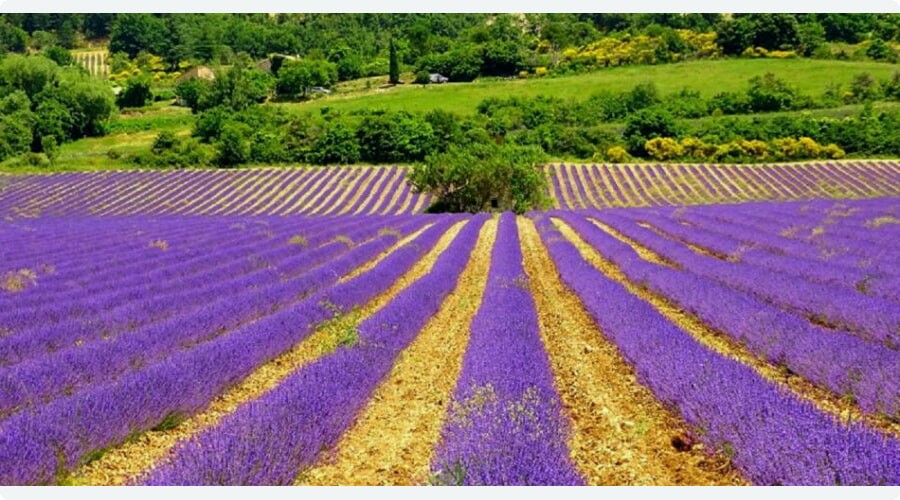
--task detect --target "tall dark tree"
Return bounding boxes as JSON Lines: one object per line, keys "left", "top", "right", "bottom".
{"left": 389, "top": 37, "right": 400, "bottom": 84}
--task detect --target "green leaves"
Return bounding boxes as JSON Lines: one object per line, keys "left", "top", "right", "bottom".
{"left": 410, "top": 142, "right": 548, "bottom": 214}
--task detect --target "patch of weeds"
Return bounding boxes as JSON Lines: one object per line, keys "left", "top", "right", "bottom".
{"left": 430, "top": 460, "right": 467, "bottom": 486}
{"left": 152, "top": 412, "right": 185, "bottom": 432}
{"left": 634, "top": 418, "right": 651, "bottom": 438}
{"left": 865, "top": 216, "right": 900, "bottom": 228}
{"left": 378, "top": 227, "right": 402, "bottom": 239}
{"left": 288, "top": 235, "right": 309, "bottom": 247}
{"left": 318, "top": 301, "right": 360, "bottom": 348}
{"left": 1, "top": 269, "right": 37, "bottom": 293}
{"left": 855, "top": 275, "right": 873, "bottom": 295}
{"left": 148, "top": 239, "right": 169, "bottom": 251}
{"left": 331, "top": 235, "right": 354, "bottom": 247}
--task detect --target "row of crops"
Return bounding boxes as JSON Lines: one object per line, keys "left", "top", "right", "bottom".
{"left": 0, "top": 197, "right": 897, "bottom": 485}
{"left": 547, "top": 161, "right": 900, "bottom": 209}
{"left": 73, "top": 50, "right": 110, "bottom": 78}
{"left": 0, "top": 166, "right": 431, "bottom": 218}
{"left": 3, "top": 162, "right": 899, "bottom": 218}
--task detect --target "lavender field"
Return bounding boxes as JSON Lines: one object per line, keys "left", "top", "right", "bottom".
{"left": 0, "top": 163, "right": 898, "bottom": 486}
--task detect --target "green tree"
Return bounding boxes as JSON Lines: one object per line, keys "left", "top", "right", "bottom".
{"left": 109, "top": 14, "right": 169, "bottom": 58}
{"left": 357, "top": 111, "right": 435, "bottom": 163}
{"left": 0, "top": 54, "right": 59, "bottom": 99}
{"left": 207, "top": 65, "right": 274, "bottom": 111}
{"left": 0, "top": 114, "right": 32, "bottom": 161}
{"left": 309, "top": 121, "right": 361, "bottom": 164}
{"left": 409, "top": 143, "right": 549, "bottom": 213}
{"left": 0, "top": 21, "right": 28, "bottom": 53}
{"left": 848, "top": 72, "right": 883, "bottom": 103}
{"left": 866, "top": 38, "right": 893, "bottom": 61}
{"left": 884, "top": 71, "right": 900, "bottom": 101}
{"left": 216, "top": 121, "right": 252, "bottom": 166}
{"left": 276, "top": 59, "right": 337, "bottom": 98}
{"left": 42, "top": 46, "right": 74, "bottom": 66}
{"left": 797, "top": 22, "right": 826, "bottom": 56}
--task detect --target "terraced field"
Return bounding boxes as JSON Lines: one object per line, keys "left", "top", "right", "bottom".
{"left": 0, "top": 162, "right": 897, "bottom": 486}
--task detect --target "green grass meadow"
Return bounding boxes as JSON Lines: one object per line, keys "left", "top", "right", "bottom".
{"left": 280, "top": 58, "right": 900, "bottom": 115}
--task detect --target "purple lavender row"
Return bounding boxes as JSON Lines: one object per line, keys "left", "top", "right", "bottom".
{"left": 656, "top": 207, "right": 900, "bottom": 302}
{"left": 351, "top": 167, "right": 394, "bottom": 215}
{"left": 573, "top": 165, "right": 606, "bottom": 207}
{"left": 0, "top": 215, "right": 265, "bottom": 287}
{"left": 0, "top": 216, "right": 455, "bottom": 485}
{"left": 370, "top": 168, "right": 407, "bottom": 215}
{"left": 0, "top": 218, "right": 375, "bottom": 368}
{"left": 548, "top": 166, "right": 570, "bottom": 210}
{"left": 754, "top": 202, "right": 900, "bottom": 252}
{"left": 143, "top": 214, "right": 482, "bottom": 485}
{"left": 0, "top": 217, "right": 330, "bottom": 319}
{"left": 431, "top": 213, "right": 583, "bottom": 486}
{"left": 295, "top": 168, "right": 352, "bottom": 216}
{"left": 600, "top": 210, "right": 900, "bottom": 349}
{"left": 628, "top": 207, "right": 896, "bottom": 299}
{"left": 704, "top": 201, "right": 900, "bottom": 271}
{"left": 0, "top": 217, "right": 345, "bottom": 332}
{"left": 0, "top": 216, "right": 424, "bottom": 419}
{"left": 0, "top": 168, "right": 430, "bottom": 217}
{"left": 311, "top": 168, "right": 376, "bottom": 216}
{"left": 560, "top": 164, "right": 587, "bottom": 209}
{"left": 263, "top": 168, "right": 332, "bottom": 216}
{"left": 699, "top": 204, "right": 900, "bottom": 278}
{"left": 675, "top": 203, "right": 900, "bottom": 279}
{"left": 556, "top": 210, "right": 899, "bottom": 417}
{"left": 0, "top": 216, "right": 231, "bottom": 278}
{"left": 532, "top": 213, "right": 900, "bottom": 485}
{"left": 0, "top": 218, "right": 311, "bottom": 330}
{"left": 593, "top": 165, "right": 627, "bottom": 206}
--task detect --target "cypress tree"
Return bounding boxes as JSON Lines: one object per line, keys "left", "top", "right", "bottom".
{"left": 389, "top": 37, "right": 400, "bottom": 84}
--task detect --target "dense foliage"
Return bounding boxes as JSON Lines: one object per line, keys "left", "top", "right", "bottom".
{"left": 3, "top": 14, "right": 900, "bottom": 82}
{"left": 0, "top": 54, "right": 114, "bottom": 163}
{"left": 409, "top": 143, "right": 549, "bottom": 213}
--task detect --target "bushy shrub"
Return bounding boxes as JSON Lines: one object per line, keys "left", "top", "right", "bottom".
{"left": 414, "top": 70, "right": 431, "bottom": 85}
{"left": 116, "top": 77, "right": 153, "bottom": 108}
{"left": 308, "top": 122, "right": 360, "bottom": 164}
{"left": 276, "top": 59, "right": 337, "bottom": 98}
{"left": 884, "top": 72, "right": 900, "bottom": 101}
{"left": 216, "top": 122, "right": 253, "bottom": 167}
{"left": 846, "top": 72, "right": 883, "bottom": 103}
{"left": 680, "top": 137, "right": 718, "bottom": 159}
{"left": 130, "top": 131, "right": 214, "bottom": 168}
{"left": 42, "top": 46, "right": 74, "bottom": 67}
{"left": 605, "top": 146, "right": 631, "bottom": 163}
{"left": 175, "top": 78, "right": 211, "bottom": 113}
{"left": 645, "top": 137, "right": 685, "bottom": 160}
{"left": 409, "top": 143, "right": 548, "bottom": 213}
{"left": 623, "top": 107, "right": 680, "bottom": 156}
{"left": 746, "top": 73, "right": 807, "bottom": 112}
{"left": 708, "top": 91, "right": 752, "bottom": 114}
{"left": 356, "top": 111, "right": 436, "bottom": 163}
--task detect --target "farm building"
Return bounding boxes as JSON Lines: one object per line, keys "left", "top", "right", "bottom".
{"left": 176, "top": 65, "right": 216, "bottom": 83}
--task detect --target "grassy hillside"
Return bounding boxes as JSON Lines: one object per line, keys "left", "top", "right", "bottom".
{"left": 280, "top": 58, "right": 899, "bottom": 115}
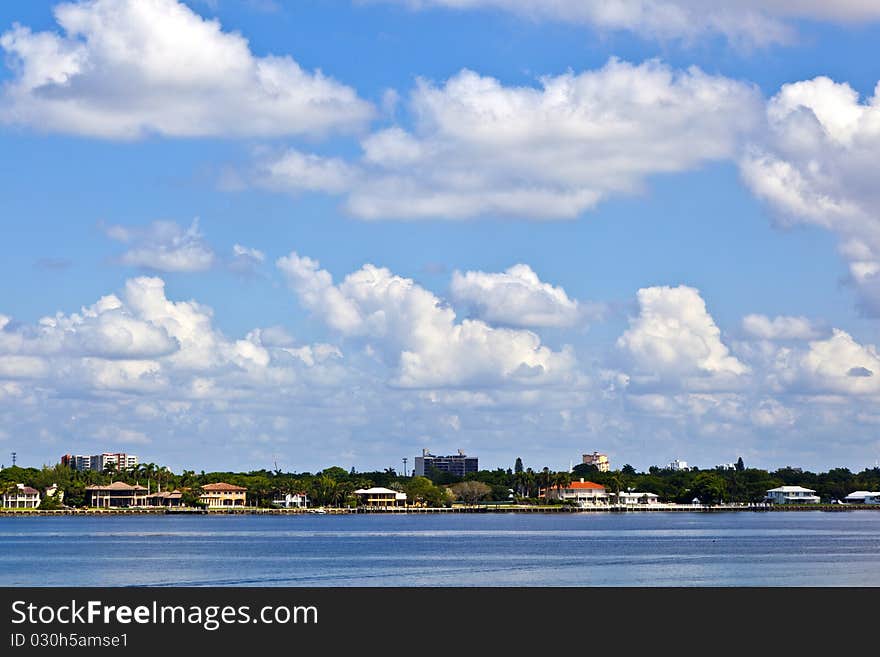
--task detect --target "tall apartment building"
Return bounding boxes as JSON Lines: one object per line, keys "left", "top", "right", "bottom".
{"left": 60, "top": 454, "right": 91, "bottom": 471}
{"left": 414, "top": 449, "right": 478, "bottom": 477}
{"left": 61, "top": 452, "right": 139, "bottom": 473}
{"left": 582, "top": 451, "right": 610, "bottom": 472}
{"left": 668, "top": 459, "right": 688, "bottom": 471}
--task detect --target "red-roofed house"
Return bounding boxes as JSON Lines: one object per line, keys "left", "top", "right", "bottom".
{"left": 1, "top": 483, "right": 41, "bottom": 508}
{"left": 199, "top": 482, "right": 247, "bottom": 508}
{"left": 541, "top": 479, "right": 609, "bottom": 506}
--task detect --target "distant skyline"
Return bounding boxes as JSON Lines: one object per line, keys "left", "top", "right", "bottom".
{"left": 2, "top": 0, "right": 880, "bottom": 473}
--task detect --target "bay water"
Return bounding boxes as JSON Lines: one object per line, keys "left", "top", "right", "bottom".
{"left": 2, "top": 511, "right": 879, "bottom": 586}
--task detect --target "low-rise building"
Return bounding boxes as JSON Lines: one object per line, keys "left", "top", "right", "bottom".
{"left": 199, "top": 482, "right": 247, "bottom": 508}
{"left": 843, "top": 490, "right": 880, "bottom": 505}
{"left": 615, "top": 491, "right": 661, "bottom": 505}
{"left": 44, "top": 484, "right": 64, "bottom": 504}
{"left": 582, "top": 452, "right": 610, "bottom": 472}
{"left": 765, "top": 485, "right": 820, "bottom": 505}
{"left": 1, "top": 483, "right": 41, "bottom": 508}
{"left": 354, "top": 487, "right": 407, "bottom": 507}
{"left": 272, "top": 492, "right": 310, "bottom": 508}
{"left": 85, "top": 482, "right": 148, "bottom": 508}
{"left": 145, "top": 490, "right": 184, "bottom": 507}
{"left": 541, "top": 479, "right": 609, "bottom": 506}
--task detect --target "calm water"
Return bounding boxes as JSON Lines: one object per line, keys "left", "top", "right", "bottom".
{"left": 2, "top": 511, "right": 879, "bottom": 586}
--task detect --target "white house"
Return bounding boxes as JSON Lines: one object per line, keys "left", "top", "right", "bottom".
{"left": 615, "top": 491, "right": 660, "bottom": 506}
{"left": 843, "top": 491, "right": 880, "bottom": 505}
{"left": 44, "top": 484, "right": 64, "bottom": 503}
{"left": 1, "top": 483, "right": 41, "bottom": 508}
{"left": 272, "top": 492, "right": 310, "bottom": 508}
{"left": 542, "top": 479, "right": 609, "bottom": 506}
{"left": 354, "top": 487, "right": 407, "bottom": 507}
{"left": 765, "top": 486, "right": 820, "bottom": 505}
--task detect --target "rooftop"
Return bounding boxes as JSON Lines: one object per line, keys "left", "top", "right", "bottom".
{"left": 201, "top": 482, "right": 247, "bottom": 492}
{"left": 7, "top": 484, "right": 40, "bottom": 495}
{"left": 844, "top": 490, "right": 880, "bottom": 499}
{"left": 767, "top": 486, "right": 817, "bottom": 493}
{"left": 85, "top": 481, "right": 147, "bottom": 492}
{"left": 568, "top": 481, "right": 605, "bottom": 490}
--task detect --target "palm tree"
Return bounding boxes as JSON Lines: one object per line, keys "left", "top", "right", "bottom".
{"left": 554, "top": 471, "right": 571, "bottom": 491}
{"left": 539, "top": 467, "right": 552, "bottom": 500}
{"left": 524, "top": 469, "right": 537, "bottom": 498}
{"left": 609, "top": 473, "right": 624, "bottom": 506}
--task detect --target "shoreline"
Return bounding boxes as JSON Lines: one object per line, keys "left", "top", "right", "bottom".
{"left": 1, "top": 503, "right": 878, "bottom": 516}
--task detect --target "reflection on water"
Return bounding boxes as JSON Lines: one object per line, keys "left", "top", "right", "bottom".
{"left": 2, "top": 511, "right": 879, "bottom": 586}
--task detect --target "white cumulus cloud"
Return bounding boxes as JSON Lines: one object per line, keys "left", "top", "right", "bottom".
{"left": 450, "top": 264, "right": 584, "bottom": 328}
{"left": 0, "top": 0, "right": 373, "bottom": 138}
{"left": 742, "top": 314, "right": 822, "bottom": 340}
{"left": 741, "top": 75, "right": 880, "bottom": 314}
{"left": 260, "top": 58, "right": 761, "bottom": 220}
{"left": 618, "top": 285, "right": 748, "bottom": 387}
{"left": 104, "top": 219, "right": 216, "bottom": 273}
{"left": 377, "top": 1, "right": 880, "bottom": 47}
{"left": 774, "top": 329, "right": 880, "bottom": 396}
{"left": 277, "top": 252, "right": 577, "bottom": 387}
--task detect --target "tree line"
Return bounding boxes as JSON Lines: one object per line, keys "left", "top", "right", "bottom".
{"left": 2, "top": 458, "right": 879, "bottom": 508}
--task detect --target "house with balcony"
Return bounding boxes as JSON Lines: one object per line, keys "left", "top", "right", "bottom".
{"left": 199, "top": 482, "right": 247, "bottom": 508}
{"left": 541, "top": 479, "right": 608, "bottom": 506}
{"left": 145, "top": 490, "right": 184, "bottom": 507}
{"left": 272, "top": 491, "right": 310, "bottom": 508}
{"left": 765, "top": 485, "right": 820, "bottom": 505}
{"left": 354, "top": 487, "right": 407, "bottom": 507}
{"left": 614, "top": 491, "right": 661, "bottom": 506}
{"left": 1, "top": 483, "right": 41, "bottom": 508}
{"left": 843, "top": 490, "right": 880, "bottom": 505}
{"left": 85, "top": 482, "right": 148, "bottom": 508}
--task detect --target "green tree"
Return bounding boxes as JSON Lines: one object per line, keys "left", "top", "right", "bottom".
{"left": 691, "top": 472, "right": 727, "bottom": 505}
{"left": 309, "top": 475, "right": 339, "bottom": 507}
{"left": 404, "top": 476, "right": 448, "bottom": 507}
{"left": 450, "top": 481, "right": 492, "bottom": 505}
{"left": 514, "top": 457, "right": 524, "bottom": 474}
{"left": 571, "top": 463, "right": 599, "bottom": 479}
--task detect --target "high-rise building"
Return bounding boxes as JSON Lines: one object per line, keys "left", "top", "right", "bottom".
{"left": 582, "top": 452, "right": 610, "bottom": 472}
{"left": 61, "top": 452, "right": 139, "bottom": 472}
{"left": 668, "top": 459, "right": 688, "bottom": 471}
{"left": 414, "top": 449, "right": 478, "bottom": 477}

#####

## Task brief
Filter the entries down to the lines holding the string "building". Copy each of those lines.

## Exercise result
--task detect --target "farm building"
--task detect --target "tall apartment building"
--task detect --target "low-rise building"
--task detect --target "high-rise building"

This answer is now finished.